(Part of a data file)

..........

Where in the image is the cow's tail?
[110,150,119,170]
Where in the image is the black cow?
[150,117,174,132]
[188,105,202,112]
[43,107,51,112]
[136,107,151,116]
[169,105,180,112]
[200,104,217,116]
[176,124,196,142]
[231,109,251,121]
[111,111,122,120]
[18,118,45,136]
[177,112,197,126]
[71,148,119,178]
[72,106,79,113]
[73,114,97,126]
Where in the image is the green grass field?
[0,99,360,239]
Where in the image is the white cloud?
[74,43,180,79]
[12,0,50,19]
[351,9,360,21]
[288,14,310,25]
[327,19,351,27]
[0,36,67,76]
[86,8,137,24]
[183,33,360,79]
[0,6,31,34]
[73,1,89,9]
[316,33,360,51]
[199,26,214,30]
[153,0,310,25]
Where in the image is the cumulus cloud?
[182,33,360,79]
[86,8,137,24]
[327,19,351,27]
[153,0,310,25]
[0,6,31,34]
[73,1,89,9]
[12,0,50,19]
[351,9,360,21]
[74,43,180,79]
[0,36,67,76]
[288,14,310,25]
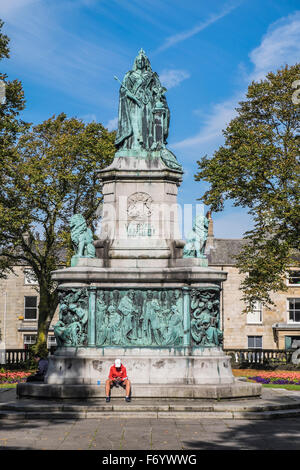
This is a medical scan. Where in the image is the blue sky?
[0,0,300,238]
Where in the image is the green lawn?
[256,380,300,391]
[0,384,17,388]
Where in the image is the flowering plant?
[0,371,32,384]
[233,370,300,385]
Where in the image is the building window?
[247,302,262,323]
[288,298,300,323]
[284,336,300,349]
[24,268,38,286]
[248,336,262,349]
[288,269,300,287]
[24,335,36,349]
[24,296,37,320]
[48,335,57,348]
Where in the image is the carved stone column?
[88,287,97,347]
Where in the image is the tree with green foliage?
[0,113,115,353]
[0,20,115,354]
[195,64,300,310]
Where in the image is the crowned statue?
[115,49,181,170]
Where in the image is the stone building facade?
[0,220,300,350]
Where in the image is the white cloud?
[1,0,40,19]
[159,69,190,89]
[156,2,240,52]
[171,12,300,157]
[249,11,300,80]
[172,96,240,153]
[80,113,97,123]
[105,117,118,131]
[212,208,253,238]
[1,0,126,109]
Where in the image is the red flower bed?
[0,371,33,384]
[233,369,300,385]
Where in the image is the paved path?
[0,418,300,450]
[0,391,300,455]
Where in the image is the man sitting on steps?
[105,359,130,402]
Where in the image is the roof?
[205,237,247,265]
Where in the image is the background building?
[0,220,300,349]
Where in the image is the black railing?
[5,349,30,365]
[224,349,293,365]
[5,346,56,365]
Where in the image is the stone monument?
[18,50,260,398]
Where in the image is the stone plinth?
[45,348,234,385]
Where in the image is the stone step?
[0,408,300,420]
[0,398,300,420]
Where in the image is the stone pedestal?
[18,153,258,398]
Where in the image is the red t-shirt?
[108,364,127,380]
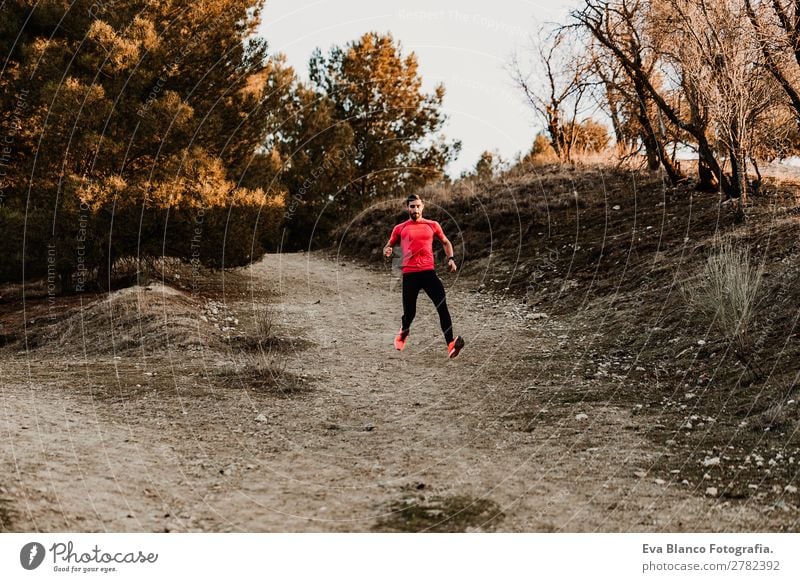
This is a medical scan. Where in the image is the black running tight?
[402,271,453,344]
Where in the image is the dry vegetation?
[339,166,800,509]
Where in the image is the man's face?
[408,200,425,220]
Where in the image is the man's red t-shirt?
[389,218,445,273]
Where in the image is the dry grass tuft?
[684,237,764,375]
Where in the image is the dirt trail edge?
[0,254,769,532]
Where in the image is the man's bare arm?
[442,237,458,273]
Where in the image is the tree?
[0,0,282,290]
[664,0,776,212]
[744,0,800,124]
[461,150,505,182]
[511,28,589,162]
[309,32,460,210]
[572,0,688,183]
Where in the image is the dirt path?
[0,254,769,532]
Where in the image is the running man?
[383,194,464,358]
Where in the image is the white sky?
[261,0,579,177]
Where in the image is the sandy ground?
[0,254,771,532]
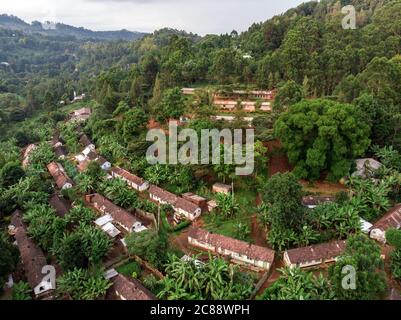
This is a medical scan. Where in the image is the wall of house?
[370,229,387,244]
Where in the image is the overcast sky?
[0,0,304,35]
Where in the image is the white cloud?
[1,0,303,34]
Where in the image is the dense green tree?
[57,269,112,300]
[329,235,387,300]
[275,100,370,180]
[386,229,401,249]
[158,256,253,300]
[12,281,32,301]
[274,80,304,111]
[126,230,168,267]
[156,88,185,123]
[0,162,25,187]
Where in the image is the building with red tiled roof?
[22,144,38,168]
[112,274,156,301]
[188,228,275,270]
[302,196,336,209]
[49,194,72,218]
[370,204,401,243]
[149,185,178,206]
[182,192,207,209]
[110,167,149,192]
[85,193,144,233]
[9,211,54,296]
[47,162,74,190]
[284,241,346,268]
[173,198,202,221]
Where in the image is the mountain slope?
[0,14,146,41]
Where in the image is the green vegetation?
[329,235,387,300]
[57,269,112,300]
[0,233,19,291]
[260,268,333,301]
[13,281,32,301]
[158,256,253,300]
[275,100,370,181]
[0,0,401,300]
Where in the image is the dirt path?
[257,258,284,296]
[251,215,266,247]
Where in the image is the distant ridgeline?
[0,0,401,142]
[0,14,146,41]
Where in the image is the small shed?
[213,183,232,194]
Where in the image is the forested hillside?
[0,14,146,41]
[0,0,401,300]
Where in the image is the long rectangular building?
[110,167,149,192]
[47,162,74,190]
[370,205,401,243]
[9,211,55,296]
[85,193,144,233]
[284,241,346,268]
[188,228,275,271]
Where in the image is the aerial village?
[3,83,401,300]
[0,0,401,302]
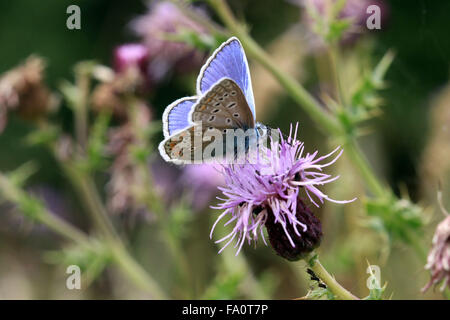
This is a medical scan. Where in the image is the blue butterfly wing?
[197,37,256,119]
[162,97,197,138]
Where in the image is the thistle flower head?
[211,125,354,260]
[0,56,57,132]
[131,1,206,82]
[422,211,450,291]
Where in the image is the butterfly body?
[159,38,267,164]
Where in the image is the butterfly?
[159,37,268,164]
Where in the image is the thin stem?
[344,137,386,197]
[127,96,195,298]
[74,64,91,150]
[305,253,360,300]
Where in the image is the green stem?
[127,96,195,298]
[305,253,360,300]
[209,0,342,134]
[344,137,386,197]
[216,224,270,300]
[0,173,91,247]
[74,63,91,150]
[209,0,390,200]
[57,156,167,299]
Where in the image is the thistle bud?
[266,199,322,261]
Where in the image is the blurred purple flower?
[0,56,58,133]
[210,125,355,260]
[131,1,207,82]
[114,43,149,75]
[422,215,450,291]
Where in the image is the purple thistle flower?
[131,1,207,82]
[114,43,149,77]
[210,124,356,260]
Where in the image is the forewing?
[191,78,255,131]
[197,37,256,118]
[162,97,197,138]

..........

**EXERCISE PROMPT:** Edit the listing by changing each "white cloud" to "pale cloud" and altering nothing else, and leave the pictures out of your answer.

**RESPONSE TO THIS EXERCISE:**
Where in the image is the cow's tail?
[110,150,119,170]
Where in the image is the black cow?
[150,117,174,132]
[188,105,202,112]
[43,107,51,112]
[136,107,151,116]
[169,105,180,112]
[200,104,217,116]
[176,124,196,142]
[231,109,251,121]
[111,111,122,120]
[18,118,45,136]
[177,112,197,126]
[71,148,119,178]
[72,106,79,113]
[73,114,97,126]
Where in the image is the green grass field?
[0,99,360,239]
Where in the image is the pale cloud?
[74,43,180,79]
[12,0,50,19]
[351,9,360,21]
[288,14,310,25]
[327,19,351,27]
[0,36,67,76]
[86,8,137,24]
[183,33,360,79]
[0,6,31,34]
[73,1,89,9]
[316,33,360,51]
[199,26,214,30]
[153,0,310,25]
Where in the image is the cumulus cloud?
[182,33,360,79]
[86,8,137,24]
[327,19,351,27]
[153,0,310,25]
[0,6,31,34]
[73,1,89,9]
[12,0,50,19]
[351,9,360,21]
[74,43,180,79]
[0,36,67,76]
[288,14,310,25]
This is a medical scan. Where in the image is the blue sky?
[0,0,300,238]
Where in the image is the green lawn?
[256,380,300,391]
[0,384,17,388]
Where in the image is the flowering plant?
[0,371,32,384]
[233,370,300,385]
Where in the image is the building window?
[247,302,262,323]
[288,298,300,323]
[284,336,300,349]
[24,268,38,286]
[248,336,262,349]
[288,269,300,287]
[24,335,36,349]
[24,296,37,320]
[48,335,57,348]
Where in the image is the carved stone column?
[88,287,97,347]
Where in the image is the tree with green foliage?
[0,113,115,353]
[0,20,115,354]
[195,64,300,310]
Where in the image is the crowned statue?
[115,49,181,170]
Where in the image is the stone building facade?
[0,220,300,350]
Where in the image is the pale cloud?
[1,0,40,19]
[159,69,190,89]
[156,2,240,52]
[171,12,300,157]
[249,11,300,80]
[172,96,240,153]
[80,113,97,123]
[105,117,118,131]
[212,208,253,238]
[1,0,126,109]
Where in the image is the red flower bed?
[0,371,33,384]
[233,369,300,385]
Where in the image is the paved path?
[0,418,300,450]
[0,391,300,455]
Where in the image is the man sitting on steps?
[105,359,130,402]
Where in the image is the roof?
[205,237,247,265]
Where in the image is the background building?
[0,220,300,349]
Where in the image is the black railing?
[5,349,30,365]
[224,349,293,365]
[5,346,56,365]
Where in the image is the stone monument?
[18,50,260,398]
Where in the image is the stone plinth?
[45,348,234,385]
Where in the image is the stone step?
[0,408,300,420]
[0,398,300,420]
Where in the image is the stone pedestal?
[18,153,258,398]
Where in the image is the red t-shirt?
[108,364,127,380]
This is a medical scan. Where in the image is the black running tight?
[402,271,453,344]
Where in the image is the dry vegetation?
[339,166,800,509]
Where in the image is the man's face?
[408,200,425,220]
Where in the image is the man's red t-shirt?
[389,218,445,273]
Where in the image is the dry grass tuft?
[684,237,764,375]
Where in the image is the dirt trail edge?
[0,254,769,532]
Where in the image is the man's bare arm?
[442,237,458,273]
Where in the image is the tree?
[0,0,282,290]
[664,0,776,212]
[744,0,800,124]
[461,150,505,182]
[511,28,589,162]
[309,32,460,210]
[572,0,688,183]
Where in the image is the dirt path?
[0,254,769,532]
Where in the image is the running man?
[383,194,464,358]
Where in the image is the white sky?
[261,0,579,177]
Where in the image is the sandy ground?
[0,254,771,532]
This is a medical scan. Where in the image is the wall of house?
[370,229,387,244]
Where in the image is the overcast sky?
[0,0,304,35]
Where in the image is the pale cloud?
[1,0,303,34]
Where in the image is the dense green tree?
[57,269,112,300]
[329,235,387,300]
[275,100,370,180]
[386,229,401,249]
[158,256,253,300]
[12,281,32,301]
[274,80,304,111]
[126,230,168,267]
[156,88,185,123]
[0,162,25,187]
Where in the image is the building with red tiled roof?
[22,144,38,168]
[112,274,156,301]
[188,228,275,270]
[302,196,336,209]
[49,194,72,218]
[370,204,401,243]
[149,185,178,206]
[182,192,207,209]
[110,167,149,192]
[85,193,144,233]
[9,211,54,296]
[47,162,74,190]
[284,241,346,268]
[173,198,202,221]
Where in the image is the mountain slope?
[0,14,146,41]
Where in the image is the green vegetation?
[329,235,387,300]
[57,269,112,300]
[0,233,19,291]
[260,268,333,301]
[13,281,32,301]
[158,256,253,300]
[275,100,370,181]
[0,0,401,300]
Where in the image is the dirt path?
[257,258,284,296]
[251,215,266,247]
Where in the image is the distant ridgeline?
[0,0,401,142]
[0,14,146,41]
Where in the image is the small shed?
[213,183,232,194]
Where in the image is the forested hillside?
[0,14,146,41]
[0,0,401,300]
Where in the image is the long rectangular building?
[110,167,149,192]
[47,162,74,190]
[370,205,401,243]
[9,211,55,296]
[85,193,144,233]
[284,241,346,268]
[188,228,275,271]
Where in the image is the aerial village?
[3,83,401,300]
[0,0,401,302]
This is a medical scan. Where in the image is the blue butterfly wing?
[197,37,256,119]
[162,97,197,138]
Where in the image is the thistle flower head?
[211,125,354,260]
[0,56,57,132]
[131,1,206,82]
[422,211,450,291]
Where in the image is the butterfly body?
[159,38,267,164]
Where in the image is the butterfly?
[159,37,268,164]
Where in the image is the thin stem?
[344,137,386,197]
[127,96,195,298]
[74,64,91,150]
[305,253,360,300]
Where in the image is the green stem?
[127,96,195,298]
[305,253,360,300]
[209,0,342,134]
[344,137,386,197]
[216,224,270,300]
[0,173,91,247]
[74,63,91,150]
[209,0,390,200]
[57,156,167,299]
Where in the image is the thistle bud?
[266,199,322,261]
Where in the image is the blurred purple flower?
[0,56,58,133]
[210,125,355,260]
[131,1,207,82]
[114,43,149,75]
[422,215,450,291]
Where in the image is the purple thistle flower?
[131,1,207,82]
[114,43,149,77]
[210,124,356,260]
Where in the image is the forewing?
[191,78,255,131]
[197,37,256,118]
[162,97,197,138]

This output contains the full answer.